::: BLOK TEKS

Apabila tindakan pembatalan tersebut tidak dilakukan, maka kontrak tetap
terjadi dan harus dilaksanakan seperti suatu kontrak yang sah.
1.
Adanya kesepakatan kehendak (Consensus, Agreement)
Dengan syarat kesepakatan kehendak dimaksudkan agar
suatu kontrak dianggap saah oleh hukum, kedua belah pihak mesti ada kesesuaian
pendapat tentang apa yang diatur oleh kontrak tersebut. Oleh hukum umumnya
diterima teori bahwa kesepakatan kehendak itu ada jika tidak terjadinya salah
satu unsur-unsur sebagai berikut.
a)
Paksaan (dwang,
duress)
b)
Penipuan (bedrog,
fraud)
c)
Kesilapan (dwaling,
mistake)
Sebagaimana pada pasal
1321 KUH Perdata menentukan bahwa kata sepakat tidak sah apabila diberikan
karena kekhilafan atau diperoleh dengan paksaan atau penipuan.
2. Wenang / Kecakapan
berbuat menurut hukum (Capacity)
Syarat wenang berbuat maksudnya adalah bahwa pihak
yang melakukan kontrak haruslah orang yang oleh hukum memang berwenang membuat
kontrak tersebut. Sebagaimana pada pasal 1330 KUH Perdata menentukan bahwa
setiap orang adalah cakap untuk membuat perikatan, kecuali undang-undang
menentukan bahwa ia tidak cakap. Mengenai orang-orang yang tidak cakap untuk
membuat perjanjian dapat kita temukan dalam pasal 1330 KUH Perdata, yaitu
a)

::::::
::: DATA YANG DITAMPILKAN

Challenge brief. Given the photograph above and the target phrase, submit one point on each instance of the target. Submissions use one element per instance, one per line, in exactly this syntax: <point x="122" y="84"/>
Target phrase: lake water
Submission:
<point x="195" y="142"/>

::::::

• **TUGAS**:
Menurut teks tentang syarat sahnya kontrak, pasal KUH Perdata mana yang menyatakan bahwa kata sepakat tidak sah jika diberikan karena kekhilafan atau diperoleh dengan paksaan atau penipuan?

• **JAWABAN**:
Pasal 1321 KUH Perdata.